GIVEN INFORMATION.
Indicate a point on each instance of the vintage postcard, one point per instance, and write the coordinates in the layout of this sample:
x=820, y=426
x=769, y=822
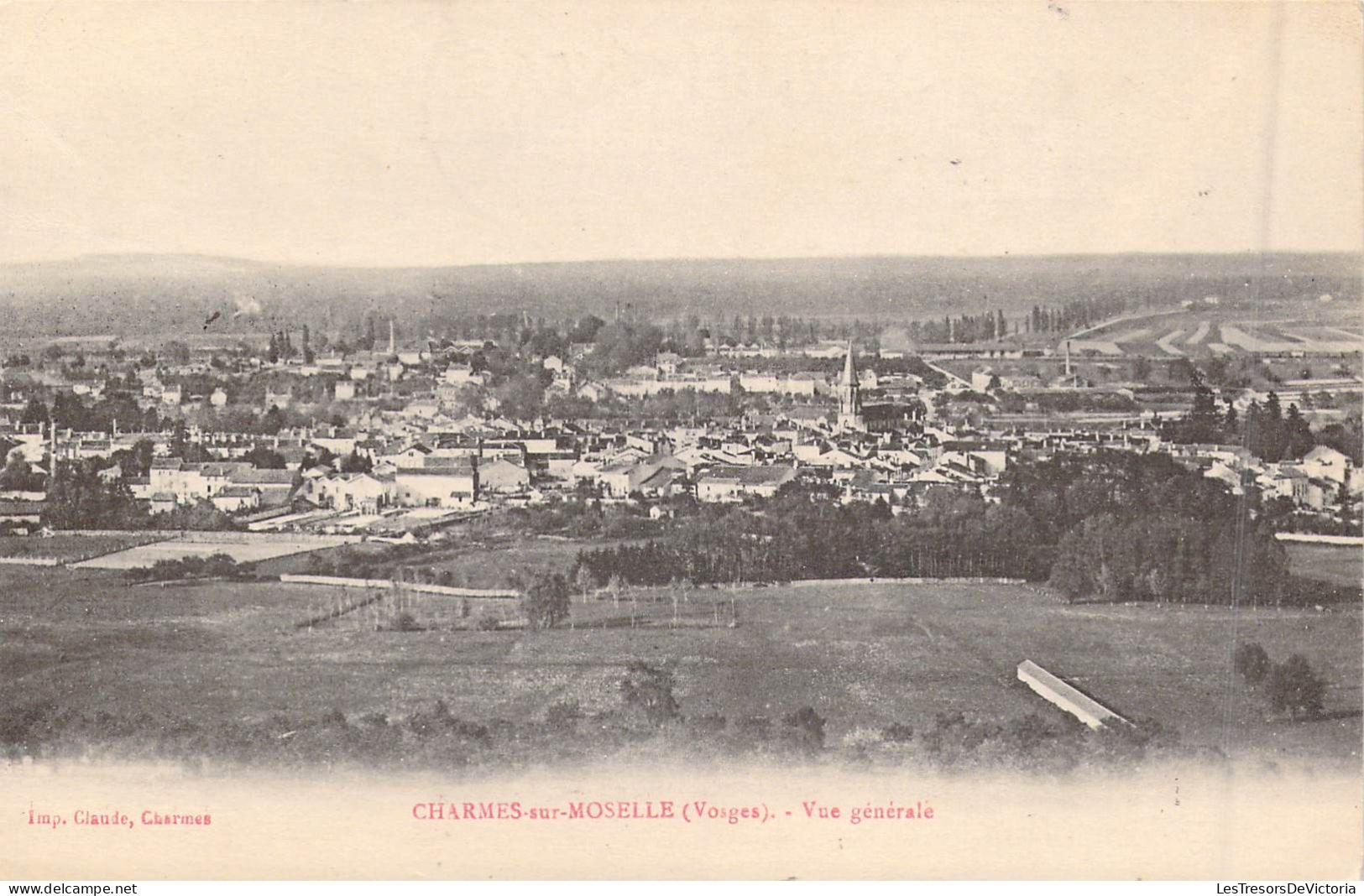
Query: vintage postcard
x=681, y=440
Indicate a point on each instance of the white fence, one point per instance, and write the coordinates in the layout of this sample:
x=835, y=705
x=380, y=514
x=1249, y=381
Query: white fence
x=338, y=581
x=1307, y=538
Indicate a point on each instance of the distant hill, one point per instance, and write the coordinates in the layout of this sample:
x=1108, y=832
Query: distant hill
x=130, y=294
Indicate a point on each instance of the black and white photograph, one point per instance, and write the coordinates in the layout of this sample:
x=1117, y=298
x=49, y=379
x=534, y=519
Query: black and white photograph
x=655, y=440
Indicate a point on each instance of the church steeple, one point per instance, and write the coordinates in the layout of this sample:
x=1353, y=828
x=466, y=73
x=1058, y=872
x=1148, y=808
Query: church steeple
x=850, y=399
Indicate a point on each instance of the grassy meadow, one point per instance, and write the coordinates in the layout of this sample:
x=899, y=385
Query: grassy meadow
x=864, y=656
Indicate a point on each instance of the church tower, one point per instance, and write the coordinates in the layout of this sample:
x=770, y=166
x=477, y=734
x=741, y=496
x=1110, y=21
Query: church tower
x=850, y=400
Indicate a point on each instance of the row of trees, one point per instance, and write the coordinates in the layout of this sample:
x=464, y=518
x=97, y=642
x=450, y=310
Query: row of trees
x=1111, y=527
x=1267, y=431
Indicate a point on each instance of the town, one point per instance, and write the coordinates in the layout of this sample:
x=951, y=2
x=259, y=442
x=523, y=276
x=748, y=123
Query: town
x=410, y=436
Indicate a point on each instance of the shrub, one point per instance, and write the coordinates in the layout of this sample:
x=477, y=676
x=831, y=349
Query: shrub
x=563, y=713
x=1294, y=688
x=650, y=690
x=405, y=623
x=546, y=602
x=898, y=732
x=805, y=730
x=1251, y=663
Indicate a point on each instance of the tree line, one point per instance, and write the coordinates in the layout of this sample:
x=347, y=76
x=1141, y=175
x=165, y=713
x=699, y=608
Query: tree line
x=1109, y=527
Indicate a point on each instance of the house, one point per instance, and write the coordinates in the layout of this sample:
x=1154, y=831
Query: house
x=236, y=498
x=25, y=513
x=1326, y=462
x=438, y=483
x=273, y=486
x=504, y=477
x=363, y=492
x=727, y=484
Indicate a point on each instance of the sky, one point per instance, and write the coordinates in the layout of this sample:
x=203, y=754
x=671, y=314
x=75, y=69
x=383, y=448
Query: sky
x=412, y=134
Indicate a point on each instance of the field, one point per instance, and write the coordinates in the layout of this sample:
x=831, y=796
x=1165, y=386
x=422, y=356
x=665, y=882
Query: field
x=1340, y=565
x=1200, y=331
x=71, y=547
x=860, y=655
x=243, y=550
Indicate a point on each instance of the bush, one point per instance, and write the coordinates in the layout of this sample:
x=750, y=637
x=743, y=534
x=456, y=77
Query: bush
x=563, y=713
x=1296, y=689
x=898, y=732
x=405, y=623
x=650, y=690
x=805, y=730
x=1251, y=663
x=546, y=602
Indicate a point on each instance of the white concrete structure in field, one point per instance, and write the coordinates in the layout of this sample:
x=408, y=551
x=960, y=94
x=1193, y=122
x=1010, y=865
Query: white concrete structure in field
x=1069, y=699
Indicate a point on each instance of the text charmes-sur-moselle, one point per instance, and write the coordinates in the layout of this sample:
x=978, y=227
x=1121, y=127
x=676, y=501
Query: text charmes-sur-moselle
x=669, y=810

WRITTEN TASK.
Reproduce all of the material above word for word, omitting the pictures.

ANSWER TO THE PROBLEM.
Indicate a point on each instance of the vintage postcard, one point per instance, and write the coordinates in the layout of this sample:
x=820, y=426
x=769, y=822
Query: vintage postcard
x=681, y=440
Indicate a point on each instance of the white fence, one point per instance, and write the coordinates in the layout of this sample:
x=835, y=705
x=380, y=514
x=1249, y=381
Query: white fence
x=338, y=581
x=1307, y=538
Indicate a point on each instance of the distant hill, one point per instance, and write the coordinates in the layout of this sample:
x=1108, y=832
Query: distant hill
x=130, y=294
Indicate a point on each instance of the black and white photograph, one point per instance, and write the coordinates in the layout of this sample:
x=1117, y=298
x=49, y=379
x=534, y=519
Query: black and white photograph
x=655, y=440
Indicate a point on each instance of the church steeple, one point per instance, and write the coordinates in the layout of this sample:
x=1353, y=828
x=466, y=73
x=1058, y=872
x=1148, y=808
Query: church steeple
x=850, y=399
Indicate a point on each instance of the grassy meadow, one point per instance, and write the coordinates in the layout of this sample:
x=899, y=385
Query: grassy meadow
x=864, y=656
Indicate a point on each instance of the church tower, one point per instance, and write the coordinates in the layout of this sample:
x=770, y=166
x=477, y=734
x=741, y=496
x=1110, y=21
Query: church tower
x=850, y=400
Indicate a point on each instance of the row of trees, one point per instance, and write the coordinates in the layout of this sample:
x=464, y=518
x=97, y=642
x=450, y=310
Query: row of trees
x=1111, y=527
x=1267, y=431
Indicate a point on each instance of the town, one point per instance, and write the coordinates in the layout of this sample:
x=951, y=2
x=259, y=442
x=523, y=276
x=748, y=123
Query: town
x=410, y=436
Indicate a point on each instance of the shrub, one point per instance, and write the coordinates in the layout of this sample:
x=477, y=676
x=831, y=349
Query: shrub
x=563, y=713
x=1294, y=688
x=650, y=690
x=405, y=623
x=546, y=602
x=898, y=732
x=805, y=730
x=1251, y=663
Indicate a point on each instance of the tree line, one point per instance, and write the coordinates in the layout of this sample:
x=347, y=76
x=1141, y=175
x=165, y=713
x=699, y=608
Query: tree line
x=1109, y=527
Indicate a point on each instance of the house, one point per instance, and write the coordinates in the layout of this sample:
x=1154, y=831
Query: house
x=236, y=498
x=25, y=513
x=1326, y=462
x=438, y=483
x=273, y=486
x=504, y=477
x=363, y=492
x=727, y=484
Indicate a point on each instance of the sky, one point per instance, and write the coordinates in the layout of this sample:
x=203, y=754
x=671, y=314
x=75, y=69
x=383, y=448
Query: sky
x=412, y=134
Indicate a point on each instance of the field, one point per instance, and write the coordinates in the layout of this sample:
x=831, y=796
x=1165, y=386
x=422, y=356
x=665, y=882
Query: field
x=1340, y=565
x=1200, y=331
x=71, y=547
x=860, y=655
x=243, y=550
Indicate a point on each instance of the bush, one point per instance, and write the coordinates in the layout of this sample:
x=750, y=637
x=743, y=534
x=456, y=77
Query: bush
x=563, y=713
x=1296, y=689
x=898, y=732
x=405, y=623
x=650, y=690
x=805, y=730
x=1251, y=663
x=546, y=602
Indicate a point on each instance of the white concrete structure in field, one point per instance, and write the coordinates in the layout of this sample:
x=408, y=551
x=960, y=94
x=1193, y=122
x=1010, y=865
Query: white concrete structure in field
x=1069, y=699
Indicate a point on each instance of the text charmes-sur-moselle, one point per instance, and write the coordinates in the layout of this sample:
x=978, y=227
x=1121, y=127
x=676, y=501
Query: text charmes-sur-moselle
x=669, y=810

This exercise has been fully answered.